▸ Goal
Copy word for word the lines of the material below, starting at the line with "the boy's neck" and continuing to the end of the material.
⁂
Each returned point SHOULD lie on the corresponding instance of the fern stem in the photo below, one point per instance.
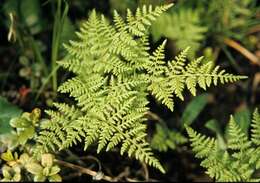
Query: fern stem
(83, 170)
(58, 24)
(250, 56)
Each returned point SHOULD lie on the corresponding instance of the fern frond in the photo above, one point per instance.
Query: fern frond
(114, 73)
(239, 162)
(137, 24)
(183, 27)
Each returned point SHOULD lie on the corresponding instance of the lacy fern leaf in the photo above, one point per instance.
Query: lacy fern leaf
(114, 74)
(238, 162)
(183, 27)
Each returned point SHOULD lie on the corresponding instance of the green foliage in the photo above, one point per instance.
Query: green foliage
(238, 161)
(165, 139)
(194, 108)
(25, 168)
(183, 27)
(7, 112)
(114, 73)
(20, 165)
(24, 129)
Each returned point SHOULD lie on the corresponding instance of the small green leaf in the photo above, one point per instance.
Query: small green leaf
(213, 125)
(46, 171)
(243, 118)
(6, 173)
(17, 177)
(39, 178)
(24, 158)
(34, 168)
(7, 112)
(7, 156)
(47, 160)
(194, 108)
(54, 170)
(25, 135)
(20, 122)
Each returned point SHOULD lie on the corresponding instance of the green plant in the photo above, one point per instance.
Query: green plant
(25, 168)
(165, 139)
(183, 27)
(114, 73)
(237, 160)
(19, 163)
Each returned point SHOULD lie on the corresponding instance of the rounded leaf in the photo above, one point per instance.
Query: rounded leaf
(24, 158)
(39, 178)
(47, 160)
(7, 156)
(54, 170)
(6, 173)
(17, 177)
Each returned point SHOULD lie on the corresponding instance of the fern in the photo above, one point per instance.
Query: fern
(239, 161)
(165, 139)
(183, 27)
(114, 73)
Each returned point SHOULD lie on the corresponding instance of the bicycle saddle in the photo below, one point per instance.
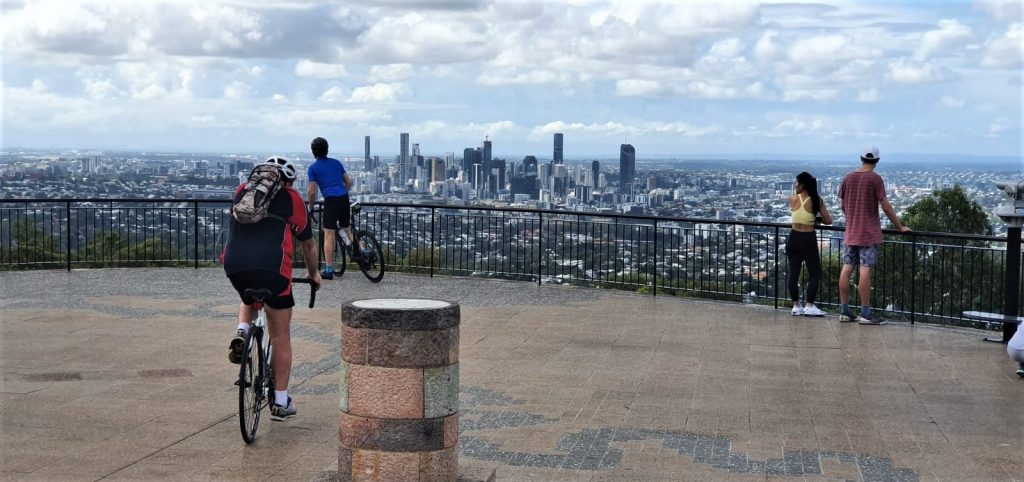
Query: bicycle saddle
(258, 294)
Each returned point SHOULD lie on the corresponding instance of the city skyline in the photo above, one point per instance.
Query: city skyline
(672, 78)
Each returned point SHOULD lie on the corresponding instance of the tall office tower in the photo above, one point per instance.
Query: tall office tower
(560, 183)
(367, 162)
(627, 167)
(470, 159)
(403, 170)
(557, 156)
(498, 168)
(529, 165)
(544, 174)
(485, 163)
(436, 169)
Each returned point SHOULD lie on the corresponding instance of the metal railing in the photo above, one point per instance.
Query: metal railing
(923, 276)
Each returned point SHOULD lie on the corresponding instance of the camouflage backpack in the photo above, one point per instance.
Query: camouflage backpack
(264, 182)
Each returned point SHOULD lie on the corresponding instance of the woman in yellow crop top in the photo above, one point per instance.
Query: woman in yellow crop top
(802, 247)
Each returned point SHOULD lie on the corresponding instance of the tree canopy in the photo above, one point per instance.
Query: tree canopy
(948, 211)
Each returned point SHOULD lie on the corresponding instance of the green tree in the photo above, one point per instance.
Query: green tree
(948, 211)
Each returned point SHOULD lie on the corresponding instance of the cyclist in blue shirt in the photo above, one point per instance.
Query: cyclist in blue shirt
(330, 177)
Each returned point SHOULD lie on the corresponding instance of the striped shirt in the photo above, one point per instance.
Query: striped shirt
(861, 192)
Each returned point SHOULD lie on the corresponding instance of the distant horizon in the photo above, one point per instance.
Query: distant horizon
(908, 158)
(739, 78)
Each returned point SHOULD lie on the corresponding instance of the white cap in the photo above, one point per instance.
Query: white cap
(870, 154)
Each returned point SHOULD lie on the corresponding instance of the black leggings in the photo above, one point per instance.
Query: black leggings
(803, 248)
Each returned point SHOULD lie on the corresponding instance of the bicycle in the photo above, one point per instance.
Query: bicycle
(366, 251)
(255, 376)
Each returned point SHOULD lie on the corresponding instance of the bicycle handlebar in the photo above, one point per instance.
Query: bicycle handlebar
(312, 290)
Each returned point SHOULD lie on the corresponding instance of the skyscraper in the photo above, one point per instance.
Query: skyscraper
(403, 157)
(627, 167)
(529, 165)
(367, 162)
(485, 165)
(557, 155)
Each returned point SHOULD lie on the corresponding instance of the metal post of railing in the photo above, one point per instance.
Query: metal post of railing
(654, 293)
(68, 243)
(432, 243)
(913, 273)
(540, 250)
(776, 267)
(196, 232)
(1012, 288)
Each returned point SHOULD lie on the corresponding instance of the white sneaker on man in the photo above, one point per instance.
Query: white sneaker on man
(811, 310)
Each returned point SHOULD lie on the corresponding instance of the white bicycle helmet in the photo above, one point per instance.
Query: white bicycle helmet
(286, 167)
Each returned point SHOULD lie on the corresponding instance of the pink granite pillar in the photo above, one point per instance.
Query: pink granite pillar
(398, 391)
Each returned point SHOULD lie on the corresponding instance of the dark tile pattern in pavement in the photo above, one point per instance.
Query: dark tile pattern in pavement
(122, 375)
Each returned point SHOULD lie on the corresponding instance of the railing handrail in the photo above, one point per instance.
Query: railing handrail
(429, 206)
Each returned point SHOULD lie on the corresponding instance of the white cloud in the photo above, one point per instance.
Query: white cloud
(334, 94)
(809, 94)
(640, 88)
(1007, 50)
(313, 70)
(950, 102)
(617, 129)
(869, 95)
(239, 90)
(101, 88)
(513, 76)
(379, 92)
(908, 72)
(390, 73)
(998, 127)
(949, 34)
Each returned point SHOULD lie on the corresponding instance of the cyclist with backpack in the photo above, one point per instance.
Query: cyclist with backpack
(267, 214)
(328, 175)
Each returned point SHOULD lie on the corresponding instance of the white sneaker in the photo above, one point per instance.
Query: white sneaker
(812, 310)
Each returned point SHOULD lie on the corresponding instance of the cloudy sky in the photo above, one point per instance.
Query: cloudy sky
(670, 77)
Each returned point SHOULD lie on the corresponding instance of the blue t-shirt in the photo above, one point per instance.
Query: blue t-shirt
(329, 175)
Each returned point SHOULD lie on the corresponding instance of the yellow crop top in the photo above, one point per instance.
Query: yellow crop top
(801, 215)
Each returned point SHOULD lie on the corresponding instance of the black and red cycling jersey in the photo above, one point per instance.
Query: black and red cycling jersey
(267, 246)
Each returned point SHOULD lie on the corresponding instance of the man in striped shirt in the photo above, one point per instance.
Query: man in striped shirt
(861, 193)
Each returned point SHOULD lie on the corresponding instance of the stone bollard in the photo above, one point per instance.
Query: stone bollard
(398, 391)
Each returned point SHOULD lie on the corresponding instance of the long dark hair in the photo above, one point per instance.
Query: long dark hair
(811, 186)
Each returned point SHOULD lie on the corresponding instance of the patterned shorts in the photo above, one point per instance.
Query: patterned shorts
(866, 256)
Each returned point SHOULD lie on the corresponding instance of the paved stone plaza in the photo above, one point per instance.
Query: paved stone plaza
(122, 375)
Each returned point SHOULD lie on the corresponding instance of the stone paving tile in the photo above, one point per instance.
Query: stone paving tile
(556, 386)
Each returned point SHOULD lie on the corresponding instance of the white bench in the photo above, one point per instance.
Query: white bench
(1009, 323)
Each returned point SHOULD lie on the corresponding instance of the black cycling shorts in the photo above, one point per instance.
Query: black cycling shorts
(336, 213)
(279, 285)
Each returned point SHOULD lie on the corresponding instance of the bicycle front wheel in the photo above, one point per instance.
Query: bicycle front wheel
(372, 260)
(251, 385)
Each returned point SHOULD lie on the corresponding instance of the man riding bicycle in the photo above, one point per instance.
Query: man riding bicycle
(329, 175)
(259, 256)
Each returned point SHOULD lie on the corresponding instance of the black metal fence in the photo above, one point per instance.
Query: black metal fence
(923, 276)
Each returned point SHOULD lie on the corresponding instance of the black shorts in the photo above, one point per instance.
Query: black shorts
(279, 285)
(336, 212)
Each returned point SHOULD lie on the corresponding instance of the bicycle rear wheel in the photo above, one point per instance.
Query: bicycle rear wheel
(372, 259)
(251, 385)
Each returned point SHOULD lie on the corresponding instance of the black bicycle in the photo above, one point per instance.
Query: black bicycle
(366, 251)
(255, 376)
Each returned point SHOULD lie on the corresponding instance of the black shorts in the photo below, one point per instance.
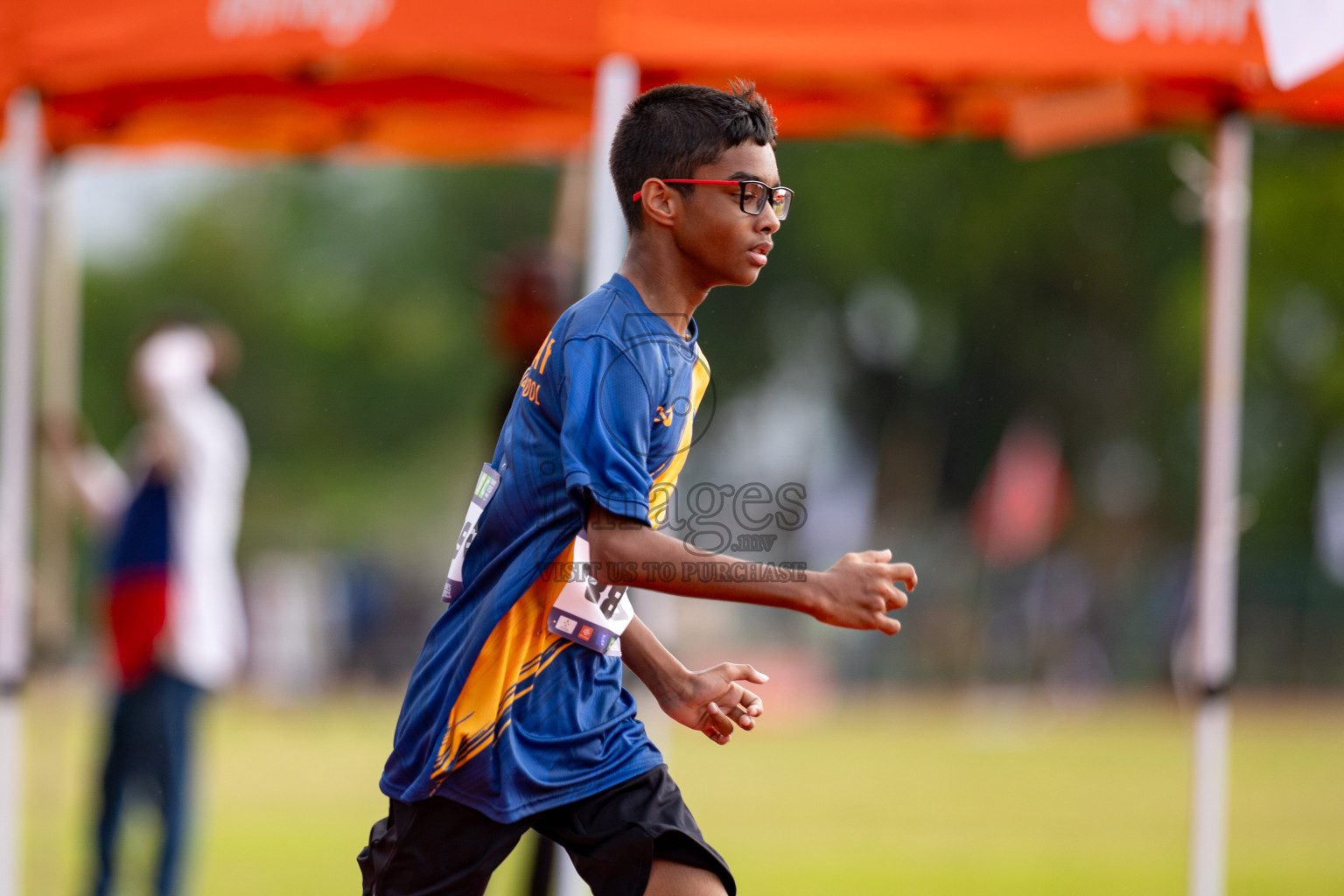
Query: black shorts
(441, 848)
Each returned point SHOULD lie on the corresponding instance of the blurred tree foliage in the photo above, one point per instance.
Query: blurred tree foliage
(356, 294)
(1066, 289)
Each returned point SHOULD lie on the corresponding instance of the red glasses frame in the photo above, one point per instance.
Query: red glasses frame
(729, 183)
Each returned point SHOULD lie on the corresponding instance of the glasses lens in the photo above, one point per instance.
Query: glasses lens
(752, 196)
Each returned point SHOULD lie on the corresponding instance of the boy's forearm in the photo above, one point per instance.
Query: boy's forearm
(640, 550)
(651, 662)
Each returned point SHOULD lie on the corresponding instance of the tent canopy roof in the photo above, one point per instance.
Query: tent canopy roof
(515, 78)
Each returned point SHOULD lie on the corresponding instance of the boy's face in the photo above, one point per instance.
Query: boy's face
(726, 245)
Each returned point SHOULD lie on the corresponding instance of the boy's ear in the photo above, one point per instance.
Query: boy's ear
(660, 202)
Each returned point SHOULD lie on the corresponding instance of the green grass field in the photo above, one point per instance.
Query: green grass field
(928, 793)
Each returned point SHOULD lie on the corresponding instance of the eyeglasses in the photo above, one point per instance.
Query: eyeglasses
(752, 199)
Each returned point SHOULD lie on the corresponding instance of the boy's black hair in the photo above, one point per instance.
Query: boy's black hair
(671, 130)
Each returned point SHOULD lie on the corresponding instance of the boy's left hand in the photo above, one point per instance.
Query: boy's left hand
(712, 700)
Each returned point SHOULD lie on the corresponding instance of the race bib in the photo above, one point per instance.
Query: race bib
(586, 612)
(486, 486)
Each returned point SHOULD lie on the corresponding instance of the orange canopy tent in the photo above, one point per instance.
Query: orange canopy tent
(471, 80)
(522, 78)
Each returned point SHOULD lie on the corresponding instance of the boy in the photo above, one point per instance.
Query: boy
(515, 717)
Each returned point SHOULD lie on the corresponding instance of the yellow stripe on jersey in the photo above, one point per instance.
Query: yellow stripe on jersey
(508, 662)
(666, 479)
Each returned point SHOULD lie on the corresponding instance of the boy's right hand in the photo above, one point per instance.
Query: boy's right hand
(859, 592)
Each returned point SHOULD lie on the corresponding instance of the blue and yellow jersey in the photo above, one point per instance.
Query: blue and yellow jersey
(500, 713)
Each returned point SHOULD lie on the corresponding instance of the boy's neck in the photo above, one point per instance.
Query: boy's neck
(659, 271)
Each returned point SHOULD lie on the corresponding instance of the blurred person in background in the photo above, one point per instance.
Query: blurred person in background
(173, 602)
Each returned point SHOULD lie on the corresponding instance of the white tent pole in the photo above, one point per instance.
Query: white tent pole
(616, 85)
(1228, 215)
(23, 133)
⁂
▸ Full output
Each returned point SHOULD lie on the corresponding instance of the boy's neck in the photo above, one point per instance.
Query: boy's neck
(659, 271)
Each returned point SHOULD lie on the corresponding instance of the blurred person in background in the photo above, one point per instance.
Query: blurred person in background
(173, 602)
Each returned point SHOULD lie on the corresponding instance of the white tent pole in the photo above, one point per instance.
Query: white tent pole
(616, 85)
(1228, 215)
(23, 133)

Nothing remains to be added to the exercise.